**The task:** Count the lines in the entries below that contain the word "green". Reply with the number alone.
>> Begin Dataset records
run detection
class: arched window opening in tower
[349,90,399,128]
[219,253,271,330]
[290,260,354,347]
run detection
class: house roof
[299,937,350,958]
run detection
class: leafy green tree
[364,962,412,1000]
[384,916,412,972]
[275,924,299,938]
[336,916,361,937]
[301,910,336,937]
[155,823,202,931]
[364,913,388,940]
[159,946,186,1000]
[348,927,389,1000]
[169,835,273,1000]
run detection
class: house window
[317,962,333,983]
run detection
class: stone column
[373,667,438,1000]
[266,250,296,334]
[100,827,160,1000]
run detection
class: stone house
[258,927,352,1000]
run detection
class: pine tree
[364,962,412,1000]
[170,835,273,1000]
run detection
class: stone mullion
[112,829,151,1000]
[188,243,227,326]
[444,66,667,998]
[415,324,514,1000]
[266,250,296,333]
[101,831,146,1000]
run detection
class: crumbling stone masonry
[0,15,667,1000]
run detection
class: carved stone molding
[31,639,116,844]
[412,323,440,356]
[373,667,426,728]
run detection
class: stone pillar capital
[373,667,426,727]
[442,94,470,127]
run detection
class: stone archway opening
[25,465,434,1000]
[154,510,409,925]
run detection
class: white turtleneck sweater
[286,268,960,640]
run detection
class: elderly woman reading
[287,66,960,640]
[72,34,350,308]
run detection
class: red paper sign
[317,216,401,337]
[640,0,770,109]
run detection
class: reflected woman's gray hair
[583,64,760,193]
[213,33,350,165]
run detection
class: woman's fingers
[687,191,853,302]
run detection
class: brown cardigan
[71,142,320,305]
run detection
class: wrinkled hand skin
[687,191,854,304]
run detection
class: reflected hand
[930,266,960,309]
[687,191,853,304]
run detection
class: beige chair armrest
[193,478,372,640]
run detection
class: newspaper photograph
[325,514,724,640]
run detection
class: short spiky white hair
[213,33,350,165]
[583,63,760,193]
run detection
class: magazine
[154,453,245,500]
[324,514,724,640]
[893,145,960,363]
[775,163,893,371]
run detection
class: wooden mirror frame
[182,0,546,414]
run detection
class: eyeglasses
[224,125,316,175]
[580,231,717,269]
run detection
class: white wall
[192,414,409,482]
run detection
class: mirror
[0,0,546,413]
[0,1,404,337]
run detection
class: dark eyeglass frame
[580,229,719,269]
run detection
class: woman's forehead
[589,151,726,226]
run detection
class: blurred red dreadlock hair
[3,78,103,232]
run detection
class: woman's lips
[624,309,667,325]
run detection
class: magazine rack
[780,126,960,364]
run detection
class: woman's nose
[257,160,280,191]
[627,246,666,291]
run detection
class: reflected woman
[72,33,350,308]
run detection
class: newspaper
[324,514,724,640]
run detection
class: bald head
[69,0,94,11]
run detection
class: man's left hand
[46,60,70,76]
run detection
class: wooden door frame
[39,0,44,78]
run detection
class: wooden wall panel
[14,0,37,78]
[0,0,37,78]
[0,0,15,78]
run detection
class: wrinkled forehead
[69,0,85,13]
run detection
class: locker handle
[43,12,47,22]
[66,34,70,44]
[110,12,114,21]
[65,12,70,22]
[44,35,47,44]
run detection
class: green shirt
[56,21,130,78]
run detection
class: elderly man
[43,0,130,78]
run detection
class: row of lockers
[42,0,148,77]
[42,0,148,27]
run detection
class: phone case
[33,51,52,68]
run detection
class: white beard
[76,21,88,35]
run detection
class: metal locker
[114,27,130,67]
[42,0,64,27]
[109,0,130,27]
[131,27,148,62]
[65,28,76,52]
>> End Dataset records
**Finished answer:** 2